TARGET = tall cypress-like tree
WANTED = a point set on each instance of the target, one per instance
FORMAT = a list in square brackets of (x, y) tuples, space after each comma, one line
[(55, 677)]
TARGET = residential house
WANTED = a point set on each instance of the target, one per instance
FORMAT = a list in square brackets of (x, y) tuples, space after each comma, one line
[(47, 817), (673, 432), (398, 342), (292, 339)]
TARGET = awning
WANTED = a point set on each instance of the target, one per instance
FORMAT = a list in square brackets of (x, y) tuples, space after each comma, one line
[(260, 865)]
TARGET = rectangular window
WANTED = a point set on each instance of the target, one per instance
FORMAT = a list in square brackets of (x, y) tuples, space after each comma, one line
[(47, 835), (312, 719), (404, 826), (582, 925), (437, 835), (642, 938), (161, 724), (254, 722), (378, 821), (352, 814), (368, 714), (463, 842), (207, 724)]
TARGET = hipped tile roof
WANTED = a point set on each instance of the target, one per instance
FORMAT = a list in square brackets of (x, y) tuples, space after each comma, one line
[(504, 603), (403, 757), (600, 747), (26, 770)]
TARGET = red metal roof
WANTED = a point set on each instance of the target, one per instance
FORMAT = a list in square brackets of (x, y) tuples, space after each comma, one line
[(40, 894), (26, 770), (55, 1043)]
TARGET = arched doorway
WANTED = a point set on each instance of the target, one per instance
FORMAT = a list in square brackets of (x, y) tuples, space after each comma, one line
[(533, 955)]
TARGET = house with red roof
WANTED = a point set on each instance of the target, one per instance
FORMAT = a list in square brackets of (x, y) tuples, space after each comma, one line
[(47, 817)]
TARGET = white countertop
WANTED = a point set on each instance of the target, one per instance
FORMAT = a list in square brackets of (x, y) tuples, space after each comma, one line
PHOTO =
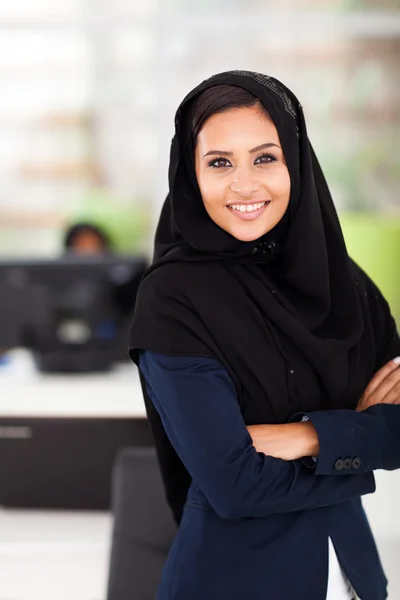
[(24, 392)]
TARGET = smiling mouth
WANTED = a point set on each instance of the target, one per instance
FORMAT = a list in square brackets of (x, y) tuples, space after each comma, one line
[(249, 208)]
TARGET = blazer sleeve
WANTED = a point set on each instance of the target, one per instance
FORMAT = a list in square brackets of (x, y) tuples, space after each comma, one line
[(197, 403), (357, 442)]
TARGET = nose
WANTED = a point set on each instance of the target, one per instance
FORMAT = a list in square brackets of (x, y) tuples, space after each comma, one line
[(245, 185)]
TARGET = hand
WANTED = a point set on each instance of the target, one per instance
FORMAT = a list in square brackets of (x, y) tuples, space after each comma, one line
[(289, 441), (384, 387)]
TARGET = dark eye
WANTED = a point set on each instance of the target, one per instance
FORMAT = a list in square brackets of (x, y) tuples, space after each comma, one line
[(219, 163), (265, 159)]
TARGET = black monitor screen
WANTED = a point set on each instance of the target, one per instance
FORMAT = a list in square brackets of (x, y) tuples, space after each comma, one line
[(73, 312)]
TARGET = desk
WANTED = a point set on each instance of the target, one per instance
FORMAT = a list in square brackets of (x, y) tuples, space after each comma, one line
[(59, 434)]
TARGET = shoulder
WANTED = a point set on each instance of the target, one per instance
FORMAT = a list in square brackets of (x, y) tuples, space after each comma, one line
[(368, 288)]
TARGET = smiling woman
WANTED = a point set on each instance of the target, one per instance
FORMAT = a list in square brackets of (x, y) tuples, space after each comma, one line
[(245, 185), (256, 362)]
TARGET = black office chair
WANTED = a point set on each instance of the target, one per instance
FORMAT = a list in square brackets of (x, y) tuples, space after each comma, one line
[(143, 526)]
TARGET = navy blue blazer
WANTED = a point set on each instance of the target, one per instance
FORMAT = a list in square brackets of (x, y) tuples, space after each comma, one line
[(255, 527)]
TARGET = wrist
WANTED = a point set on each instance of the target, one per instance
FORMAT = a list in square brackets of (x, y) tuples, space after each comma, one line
[(309, 439)]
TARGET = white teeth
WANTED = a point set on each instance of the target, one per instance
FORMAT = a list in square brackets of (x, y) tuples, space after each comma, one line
[(248, 207)]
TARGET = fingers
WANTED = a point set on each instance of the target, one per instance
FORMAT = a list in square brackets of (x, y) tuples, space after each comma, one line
[(387, 371), (393, 396)]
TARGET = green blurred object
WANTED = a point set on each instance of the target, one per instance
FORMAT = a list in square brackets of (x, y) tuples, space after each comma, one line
[(373, 241), (126, 224)]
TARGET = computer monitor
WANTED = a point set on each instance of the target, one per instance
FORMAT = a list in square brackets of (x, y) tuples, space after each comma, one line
[(72, 312)]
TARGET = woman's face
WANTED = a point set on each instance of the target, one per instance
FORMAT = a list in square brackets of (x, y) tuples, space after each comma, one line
[(241, 172), (87, 242)]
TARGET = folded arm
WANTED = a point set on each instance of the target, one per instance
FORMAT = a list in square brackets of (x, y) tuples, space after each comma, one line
[(197, 403)]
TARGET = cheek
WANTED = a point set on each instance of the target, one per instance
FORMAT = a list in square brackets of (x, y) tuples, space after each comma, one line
[(278, 183), (212, 189)]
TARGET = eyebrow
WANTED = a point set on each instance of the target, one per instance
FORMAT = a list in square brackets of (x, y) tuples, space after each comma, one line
[(256, 149)]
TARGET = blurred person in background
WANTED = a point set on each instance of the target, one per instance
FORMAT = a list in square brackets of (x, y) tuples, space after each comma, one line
[(268, 360), (87, 239)]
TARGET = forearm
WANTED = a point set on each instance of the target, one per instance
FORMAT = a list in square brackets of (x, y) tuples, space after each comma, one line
[(289, 441), (357, 442)]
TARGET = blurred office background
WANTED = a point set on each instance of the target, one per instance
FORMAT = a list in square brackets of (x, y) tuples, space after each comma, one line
[(88, 93)]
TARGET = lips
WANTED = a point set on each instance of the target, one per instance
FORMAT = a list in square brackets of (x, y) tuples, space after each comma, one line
[(241, 209)]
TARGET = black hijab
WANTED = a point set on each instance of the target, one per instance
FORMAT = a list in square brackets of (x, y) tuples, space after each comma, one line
[(209, 294)]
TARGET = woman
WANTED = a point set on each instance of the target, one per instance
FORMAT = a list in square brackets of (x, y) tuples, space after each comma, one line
[(267, 360), (87, 239)]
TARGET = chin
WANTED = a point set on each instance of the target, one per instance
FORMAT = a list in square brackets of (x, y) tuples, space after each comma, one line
[(250, 234)]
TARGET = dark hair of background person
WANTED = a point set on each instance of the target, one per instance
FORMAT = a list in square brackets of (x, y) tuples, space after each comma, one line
[(218, 99), (75, 231)]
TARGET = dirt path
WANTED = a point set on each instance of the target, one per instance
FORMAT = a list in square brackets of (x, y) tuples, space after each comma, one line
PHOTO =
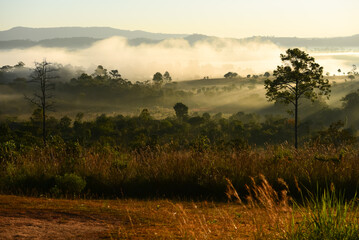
[(41, 218)]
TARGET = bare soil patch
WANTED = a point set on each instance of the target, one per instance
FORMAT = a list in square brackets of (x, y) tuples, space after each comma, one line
[(43, 218)]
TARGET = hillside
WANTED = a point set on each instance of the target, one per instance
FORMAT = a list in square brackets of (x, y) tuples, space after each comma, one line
[(83, 37)]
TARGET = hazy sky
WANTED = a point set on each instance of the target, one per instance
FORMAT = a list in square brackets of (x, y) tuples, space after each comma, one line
[(225, 18)]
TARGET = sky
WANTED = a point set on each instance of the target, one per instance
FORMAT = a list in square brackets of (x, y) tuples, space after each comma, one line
[(222, 18)]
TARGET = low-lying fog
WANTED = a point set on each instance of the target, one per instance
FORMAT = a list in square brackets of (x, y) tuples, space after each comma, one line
[(183, 60)]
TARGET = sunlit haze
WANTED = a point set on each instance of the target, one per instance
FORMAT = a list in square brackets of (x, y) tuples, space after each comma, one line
[(223, 18)]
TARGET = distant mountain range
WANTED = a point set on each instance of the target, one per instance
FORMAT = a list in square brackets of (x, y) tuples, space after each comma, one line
[(83, 37)]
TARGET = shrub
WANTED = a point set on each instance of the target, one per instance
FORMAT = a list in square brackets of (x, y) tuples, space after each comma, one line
[(69, 184)]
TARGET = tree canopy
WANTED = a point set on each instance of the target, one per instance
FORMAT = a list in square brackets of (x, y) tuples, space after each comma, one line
[(299, 77)]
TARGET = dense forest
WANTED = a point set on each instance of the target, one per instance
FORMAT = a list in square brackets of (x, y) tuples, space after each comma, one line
[(108, 136)]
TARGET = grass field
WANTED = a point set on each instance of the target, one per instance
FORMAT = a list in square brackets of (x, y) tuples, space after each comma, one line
[(266, 214)]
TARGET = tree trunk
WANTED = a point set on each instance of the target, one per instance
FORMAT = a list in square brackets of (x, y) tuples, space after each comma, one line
[(296, 124), (43, 126)]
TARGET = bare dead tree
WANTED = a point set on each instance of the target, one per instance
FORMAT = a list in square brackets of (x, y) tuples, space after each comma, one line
[(42, 98)]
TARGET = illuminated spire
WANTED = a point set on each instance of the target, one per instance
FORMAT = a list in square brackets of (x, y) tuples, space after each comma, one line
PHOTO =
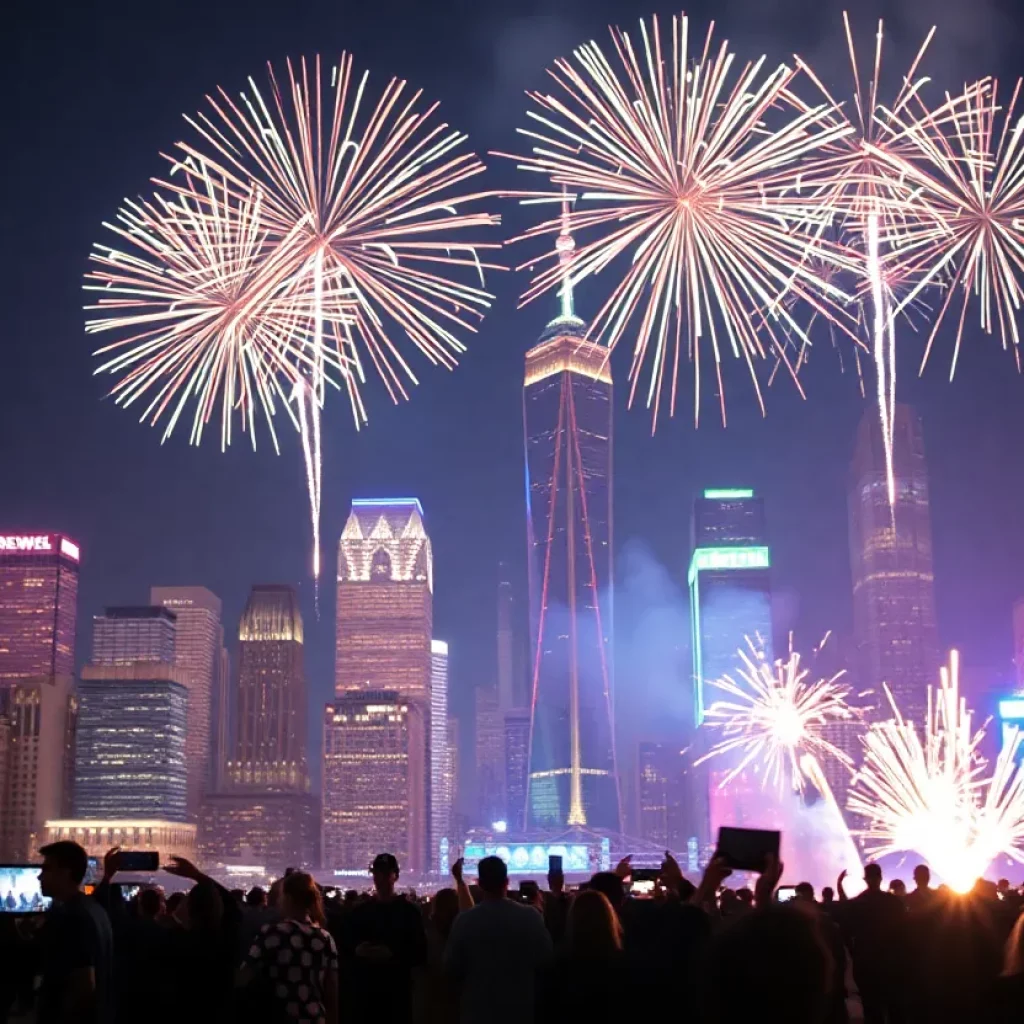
----------
Rewrite the records from the line with "TARGET = white teeth" to the line with "[(289, 441), (357, 442)]", both ends included, shifting every x and y coordinate in the point lists up by 62 and leaving every other line unchanged.

TARGET = white teeth
WANTED = a point set on each instance of the target, one per instance
FORMAT = a list in square brackets of (x, y) tuples, space after each comma, one line
[(310, 269)]
TARGET = fingers
WANTED = a point set on each instance of the target, one per instance
FORMAT = a list in square brackets of (x, y) tuples, space after each comma, one line
[(449, 433), (455, 458)]
TARGET = green blurred object
WANTED = a point set on each instance of the target, one per instance
FORMAT = a list in square brackets of (x, y) tuples, space after each comma, one line
[(435, 303), (188, 286)]
TARGET = computer monitor
WANTED = a point set on each instance of the target, one per instance
FORMAT = a list in square brackets of (x, y) tuples, space after each comma, one line
[(134, 374)]
TARGET = woman's face
WANTED = a point set on each instance of the target, one per instance
FORMAT = a list in square brackets of (x, y) tuples, space after each comma, one line
[(303, 234), (149, 304)]
TARGET = folded arm
WANTED = a point set on each instance of the target, one per instance
FORMAT = a list in square brackets of (x, y) tuples, space after each comma, one line
[(259, 465)]
TARGET = cheek
WANTED = a point set on each instance of the target, one per instance
FORMAT = a list in square brackets of (x, y) tuples, space after each comma, one line
[(340, 245), (274, 251)]
TARGET = eyebrow
WANTED = a point set on each instance of the target, one per instance
FORMAT = a list in square brackets of (x, y) tuples, space after each comma, one line
[(318, 211)]
TARGET = blurred person in background
WANTED = a point set on each instance of the target, one per instance
FORMAT = a list in square brackets of (x, y) tuples, space after each comma, one line
[(330, 422), (149, 301)]
TARGET = forearm
WANTED = a point set on each instance of the target, one per instance
FORMAT = a list in square brackets of (x, y) tuples, space after each comma, one line
[(351, 503), (419, 504)]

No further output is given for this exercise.